TESTO CITATO:
Battaglia comunista, n. 43, 16 - 23 novembre 1949

Questo articolo è del 1949, cioè di più di sessanta anni fa. Anche allora parlare di destra e sinistra era un eufemismo ed oggi non ha proprio più senso qualificare alcuni partiti di "destra" ed altri di "sinistra"; caso mai le differenze potrebbero porsi ad altro livello e su altre cose (onesti e disonesti, moralisti e supporters di prostituzione e meretricio, ecc.) che però attraversano i vari schieramenti, schieramenti che sono intercambiabili visto la compravendita che vi si svolge in tutta tranquillità.

Il nostro parlamento è proprio ridotto ad essere un lupanare diretto e guidato da un povero vecchio ormai ridicolizzato da tutti e circondato da servi fedeli di cui basterebbe citare il nome per rendere il tutto più chiaro.

A quando la poderosa spallata di un proletariato ancora attonito e succube di questa gentaglia che mandi questo mondo e i suoi rappresentanti tra l'immondizia che li qualifica?.

DATI FORNITI:
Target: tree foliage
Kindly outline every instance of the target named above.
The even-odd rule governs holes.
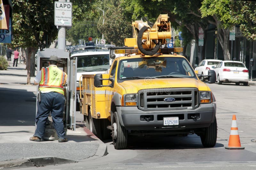
[[[79,39],[87,41],[88,37],[94,38],[100,37],[100,34],[98,31],[97,23],[86,20],[74,23],[72,28],[67,32],[67,40],[74,45],[78,44]]]
[[[98,28],[107,42],[117,46],[124,45],[124,38],[131,37],[132,22],[121,15],[122,8],[109,4],[105,8],[104,25],[99,22]]]
[[[243,35],[249,41],[256,40],[256,2],[236,1],[231,5],[231,13]]]

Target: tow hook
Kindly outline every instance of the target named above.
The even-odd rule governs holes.
[[[194,120],[196,120],[197,118],[197,117],[195,115],[192,115],[190,117],[192,118]]]

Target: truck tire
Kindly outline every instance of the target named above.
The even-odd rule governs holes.
[[[86,127],[88,129],[90,129],[90,119],[89,118],[89,115],[86,116],[86,115],[84,115],[85,119],[85,121],[86,122]]]
[[[98,137],[100,138],[100,126],[99,120],[92,118],[91,113],[91,110],[89,111],[89,126],[90,130],[92,133]]]
[[[222,81],[220,80],[220,76],[218,75],[218,78],[217,79],[217,83],[218,84],[222,84]]]
[[[116,124],[116,135],[114,136],[112,135],[112,139],[114,147],[116,149],[123,149],[127,147],[128,131],[125,128],[120,125],[119,120],[117,116],[117,113],[115,112],[113,113],[112,118],[112,125],[114,126],[114,124]],[[114,131],[114,130],[113,130]],[[112,133],[114,132],[112,132]]]
[[[107,128],[107,127],[111,125],[110,122],[107,119],[101,119],[100,120],[101,129],[101,138],[102,140],[110,139],[111,131]]]
[[[204,147],[213,147],[217,140],[217,121],[214,122],[209,127],[205,128],[204,133],[200,135],[202,144]]]

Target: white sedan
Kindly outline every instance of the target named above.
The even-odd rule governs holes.
[[[243,83],[248,85],[249,71],[242,62],[235,61],[223,61],[219,63],[214,70],[216,72],[218,84],[222,82]]]
[[[195,70],[198,71],[198,74],[200,74],[202,75],[208,75],[208,70],[213,70],[212,66],[215,66],[217,65],[222,60],[215,60],[214,59],[205,59],[202,60],[198,66],[195,69]],[[205,77],[202,77],[202,80],[203,81],[205,81]]]

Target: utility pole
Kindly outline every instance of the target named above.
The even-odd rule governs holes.
[[[97,7],[97,8],[98,8],[98,9],[99,9],[100,10],[100,11],[102,11],[103,12],[103,17],[102,17],[102,25],[104,25],[104,10],[102,10],[99,7]],[[102,39],[104,39],[104,36],[103,35],[103,33],[102,33]]]

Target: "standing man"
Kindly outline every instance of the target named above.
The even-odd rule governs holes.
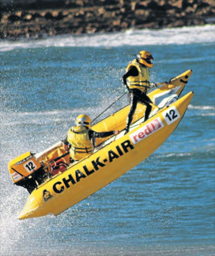
[[[148,68],[152,68],[153,66],[152,60],[154,60],[154,58],[149,52],[140,52],[136,58],[129,63],[126,68],[126,73],[122,76],[123,83],[129,92],[130,106],[124,134],[128,132],[138,102],[143,103],[146,106],[144,122],[148,119],[152,110],[152,106],[150,104],[152,102],[146,95],[150,88],[156,86],[154,84],[150,82]]]

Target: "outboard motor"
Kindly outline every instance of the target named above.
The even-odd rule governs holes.
[[[14,183],[26,188],[29,193],[42,184],[48,172],[30,152],[10,161],[8,166]]]

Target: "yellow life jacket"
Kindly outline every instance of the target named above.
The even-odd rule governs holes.
[[[136,76],[128,76],[127,78],[127,84],[130,89],[138,89],[144,92],[147,92],[150,86],[150,70],[148,68],[141,65],[134,60],[131,62],[126,68],[126,72],[132,66],[135,66],[138,70],[138,75]]]
[[[88,131],[84,126],[74,126],[69,130],[67,140],[71,144],[70,154],[72,159],[80,160],[92,153],[94,146]]]

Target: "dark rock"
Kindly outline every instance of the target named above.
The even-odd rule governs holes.
[[[24,1],[12,2],[0,6],[2,39],[215,22],[212,0],[26,0],[24,6]]]

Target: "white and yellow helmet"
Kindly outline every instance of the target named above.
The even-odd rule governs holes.
[[[138,62],[143,64],[144,65],[152,68],[153,64],[152,63],[151,60],[154,58],[149,52],[147,50],[142,50],[136,56],[136,60]]]
[[[76,119],[77,126],[86,126],[90,128],[91,126],[91,119],[87,114],[79,115]]]

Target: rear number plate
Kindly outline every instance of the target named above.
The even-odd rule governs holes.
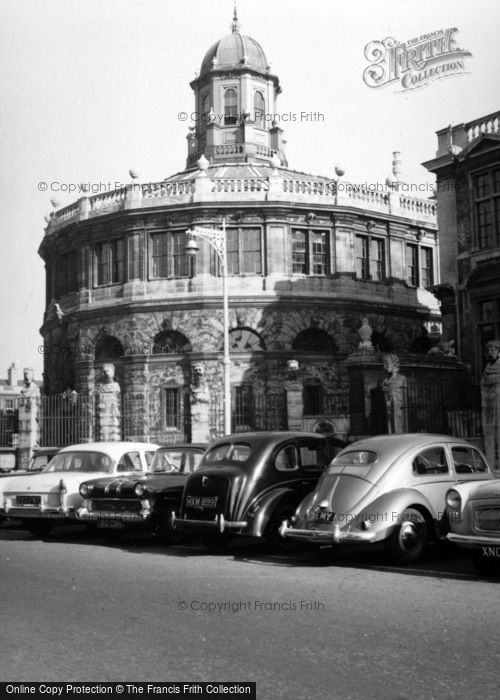
[[[123,530],[125,525],[120,520],[98,520],[97,527],[105,530]]]
[[[186,508],[216,508],[218,496],[187,496]]]
[[[17,506],[39,506],[40,496],[16,496]]]
[[[335,517],[335,513],[331,510],[320,510],[319,513],[315,515],[315,521],[317,523],[331,523]]]

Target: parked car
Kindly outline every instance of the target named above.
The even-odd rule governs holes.
[[[345,443],[317,433],[259,432],[213,442],[188,477],[179,516],[181,532],[196,532],[210,547],[232,535],[265,537],[282,546],[278,529],[311,491]]]
[[[125,530],[153,530],[170,544],[176,539],[171,513],[179,510],[188,475],[199,467],[206,449],[204,444],[161,447],[143,476],[124,474],[84,481],[77,519],[95,524],[107,539]]]
[[[446,505],[448,539],[468,550],[480,573],[500,573],[500,480],[457,485]]]
[[[33,535],[74,522],[81,506],[79,486],[90,477],[145,472],[158,445],[94,442],[64,447],[39,474],[13,476],[0,495],[0,517],[21,520]]]
[[[0,479],[8,476],[41,472],[60,449],[60,447],[35,447],[27,469],[10,469],[6,472],[0,472]]]
[[[410,564],[445,537],[450,486],[494,478],[480,451],[458,438],[366,438],[335,457],[281,534],[330,554],[338,545],[385,542],[393,560]]]

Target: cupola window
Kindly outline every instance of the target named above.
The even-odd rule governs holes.
[[[255,124],[257,126],[264,126],[266,103],[264,100],[264,95],[261,92],[256,92],[254,95],[253,111],[254,111]]]
[[[224,124],[236,124],[238,121],[238,93],[228,88],[224,93]]]

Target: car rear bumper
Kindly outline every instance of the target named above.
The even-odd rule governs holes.
[[[343,544],[374,542],[375,532],[344,532],[339,525],[332,525],[331,530],[301,530],[290,527],[284,520],[280,527],[280,535],[290,540],[309,542],[311,544]]]
[[[500,545],[499,535],[489,537],[485,535],[457,535],[455,532],[449,532],[446,537],[450,542],[455,542],[455,544],[469,549],[475,549],[476,547],[482,547],[484,545]]]
[[[172,513],[170,522],[175,530],[197,531],[197,532],[242,532],[248,527],[246,520],[226,520],[222,513],[215,516],[213,520],[193,520],[178,518]]]
[[[116,511],[89,511],[87,508],[79,508],[76,511],[77,520],[82,522],[98,522],[99,520],[115,520],[123,523],[146,523],[151,518],[150,510],[141,510],[137,513],[117,513]]]

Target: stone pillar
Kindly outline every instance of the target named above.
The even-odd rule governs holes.
[[[120,385],[114,381],[115,368],[103,366],[103,381],[96,386],[97,440],[121,440]]]
[[[488,362],[481,379],[481,423],[484,451],[493,469],[500,469],[500,341],[487,344]]]
[[[205,367],[194,362],[191,367],[191,440],[210,442],[209,403]]]
[[[383,355],[385,379],[382,391],[385,396],[387,432],[406,433],[408,431],[408,386],[406,377],[399,374],[397,355]]]
[[[299,379],[299,363],[288,360],[288,381],[285,382],[286,416],[288,430],[304,429],[303,385]]]
[[[33,449],[40,441],[38,413],[40,396],[19,397],[19,446],[18,469],[27,469]]]

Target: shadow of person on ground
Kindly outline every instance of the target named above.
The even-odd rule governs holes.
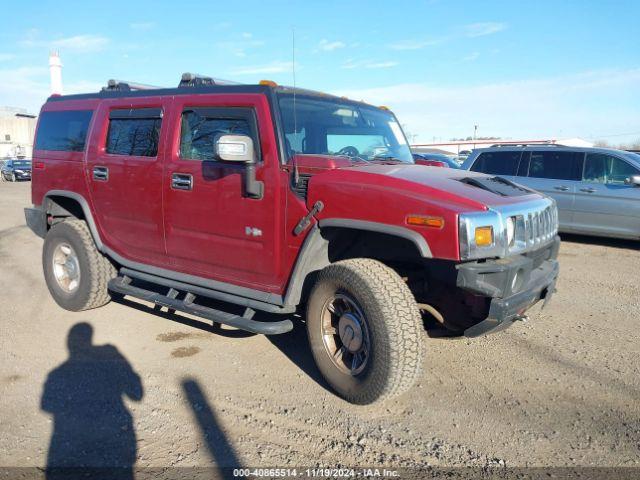
[[[209,456],[216,467],[220,469],[220,478],[235,478],[233,469],[240,468],[240,460],[220,428],[216,414],[211,405],[209,405],[200,385],[197,381],[188,378],[182,381],[182,389],[187,396],[193,416],[198,422]]]
[[[116,347],[93,345],[92,337],[91,325],[74,325],[69,358],[49,372],[44,385],[40,406],[53,415],[48,479],[133,479],[136,434],[123,396],[140,401],[142,382]]]

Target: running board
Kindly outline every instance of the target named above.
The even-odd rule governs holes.
[[[194,303],[196,296],[187,292],[183,300],[178,300],[179,292],[170,288],[166,295],[161,293],[145,290],[144,288],[131,285],[131,278],[116,277],[109,281],[109,290],[139,298],[147,302],[154,303],[160,307],[166,307],[170,310],[178,310],[180,312],[189,313],[197,317],[206,318],[216,323],[222,323],[230,327],[246,330],[247,332],[260,333],[264,335],[276,335],[279,333],[287,333],[293,329],[291,320],[281,320],[279,322],[258,322],[252,320],[253,310],[247,308],[243,316],[234,315],[232,313],[215,310],[209,307],[203,307]]]

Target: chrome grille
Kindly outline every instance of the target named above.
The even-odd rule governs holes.
[[[548,244],[558,234],[558,210],[555,203],[549,202],[542,209],[521,214],[509,212],[509,216],[516,219],[516,237],[509,246],[509,253],[536,250]]]

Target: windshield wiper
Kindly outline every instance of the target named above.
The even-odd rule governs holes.
[[[403,162],[402,160],[400,160],[399,158],[393,157],[391,155],[387,156],[387,155],[376,155],[375,157],[372,157],[371,160],[367,160],[368,162],[379,162],[379,163],[389,163],[389,164],[393,164],[393,163],[406,163]]]

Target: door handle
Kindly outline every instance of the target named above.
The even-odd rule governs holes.
[[[171,188],[175,190],[193,189],[193,176],[188,173],[174,173],[171,175]]]
[[[109,169],[107,167],[93,167],[93,179],[106,182],[109,180]]]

COMPITI ASSEGNATI:
1. Trascrivi fedelmente dal testo citato il brano che si apre con le parole contenenti "Questo articolo è" e si chiude con "in tutta tranquillità.".
2. Traduci in inglese questa frase del testo citato: "Questo articolo è del 1949, cioè di più di sessanta anni fa."
3. Nel testo citato, da chi è diretto e guidato il parlamento?

RISPOSTE SCRITTE:
1.
Questo articolo è del 1949, cioè di più di sessanta anni fa. Anche allora parlare di destra e sinistra era un eufemismo ed oggi non ha proprio più senso qualificare alcuni partiti di "destra" ed altri di "sinistra"; caso mai le differenze potrebbero porsi ad altro livello e su altre cose (onesti e disonesti, moralisti e supporters di prostituzione e meretricio, ecc.) che però attraversano i vari schieramenti, schieramenti che sono intercambiabili visto la compravendita che vi si svolge in tutta tranquillità.

2. This article is from 1949, that is, from more than sixty years ago.

3. Da un povero vecchio ormai ridicolizzato da tutti e circondato da servi fedeli.